(TASK STATEMENT):
Copy out, without any changes, the lines of the entries from the line containing "Target: door frame" through the end of the entries. Give only those lines.

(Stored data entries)
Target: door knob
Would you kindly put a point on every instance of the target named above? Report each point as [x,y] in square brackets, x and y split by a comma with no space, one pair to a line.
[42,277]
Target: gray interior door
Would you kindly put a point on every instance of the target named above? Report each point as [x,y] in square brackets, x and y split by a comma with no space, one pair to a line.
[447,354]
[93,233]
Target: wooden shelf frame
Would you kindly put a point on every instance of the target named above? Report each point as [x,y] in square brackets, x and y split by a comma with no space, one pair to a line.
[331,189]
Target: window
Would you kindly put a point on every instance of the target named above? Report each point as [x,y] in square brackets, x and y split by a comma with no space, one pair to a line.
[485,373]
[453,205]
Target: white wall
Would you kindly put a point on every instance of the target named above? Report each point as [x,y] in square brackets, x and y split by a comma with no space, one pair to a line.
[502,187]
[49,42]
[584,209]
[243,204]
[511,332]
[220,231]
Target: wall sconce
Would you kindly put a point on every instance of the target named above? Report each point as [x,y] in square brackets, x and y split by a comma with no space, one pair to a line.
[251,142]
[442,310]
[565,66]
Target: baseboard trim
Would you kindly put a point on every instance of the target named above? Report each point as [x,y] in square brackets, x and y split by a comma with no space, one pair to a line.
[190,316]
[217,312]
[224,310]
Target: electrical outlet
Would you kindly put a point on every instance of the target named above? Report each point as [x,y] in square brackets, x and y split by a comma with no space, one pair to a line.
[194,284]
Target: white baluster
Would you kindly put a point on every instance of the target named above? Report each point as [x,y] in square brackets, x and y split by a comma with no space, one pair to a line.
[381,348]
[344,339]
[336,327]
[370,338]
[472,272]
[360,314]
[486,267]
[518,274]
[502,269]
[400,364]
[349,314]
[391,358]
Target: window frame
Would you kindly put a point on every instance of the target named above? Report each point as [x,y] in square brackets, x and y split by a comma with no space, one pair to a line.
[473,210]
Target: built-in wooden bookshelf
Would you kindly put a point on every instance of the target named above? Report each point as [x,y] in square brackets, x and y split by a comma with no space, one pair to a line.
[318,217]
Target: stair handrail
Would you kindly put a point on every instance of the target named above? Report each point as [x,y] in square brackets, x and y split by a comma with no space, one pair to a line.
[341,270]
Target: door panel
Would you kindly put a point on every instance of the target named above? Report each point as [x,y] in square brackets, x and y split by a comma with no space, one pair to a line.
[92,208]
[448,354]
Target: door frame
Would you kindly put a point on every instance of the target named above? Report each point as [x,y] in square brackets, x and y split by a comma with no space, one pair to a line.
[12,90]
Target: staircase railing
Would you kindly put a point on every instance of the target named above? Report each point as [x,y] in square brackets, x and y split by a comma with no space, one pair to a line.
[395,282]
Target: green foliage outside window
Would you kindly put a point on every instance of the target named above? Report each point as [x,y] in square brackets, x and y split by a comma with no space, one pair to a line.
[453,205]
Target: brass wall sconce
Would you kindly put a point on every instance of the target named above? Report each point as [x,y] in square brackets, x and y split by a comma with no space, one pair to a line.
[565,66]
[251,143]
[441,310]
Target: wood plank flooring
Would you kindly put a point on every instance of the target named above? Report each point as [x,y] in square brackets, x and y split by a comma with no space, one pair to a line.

(SOLUTION FOR THIS PROBLEM):
Target: door frame
Would you kindly put a point on every instance of the target named above? Report each point as [x,y] in square brackets, x and y split by a comma with no space, one pair to a line.
[12,90]
Target: staircase railing
Would you kindly put a point on every instance of the target named above? Report each point as [x,y] in square brackets, x and y split by a comma with no space, one pair to a line.
[395,282]
Target: green foliage outside window
Would you kindly put a point on every instance of the target named above? Report each point as [x,y] in square brackets, x and y split by a comma with no space, one pair to a line.
[453,205]
Target: brass wall sconce
Would you kindly put a point on every instance of the target named above? Report each point as [x,y] in square brackets, x and y split by a comma with no space, one pair to a line.
[565,66]
[251,143]
[441,310]
Target: wood plank flooring
Would you kindly put a point on every instance of the target named above? Report each point as [x,y] in square brackets, x and y split by a comma with no space, one pair to a line.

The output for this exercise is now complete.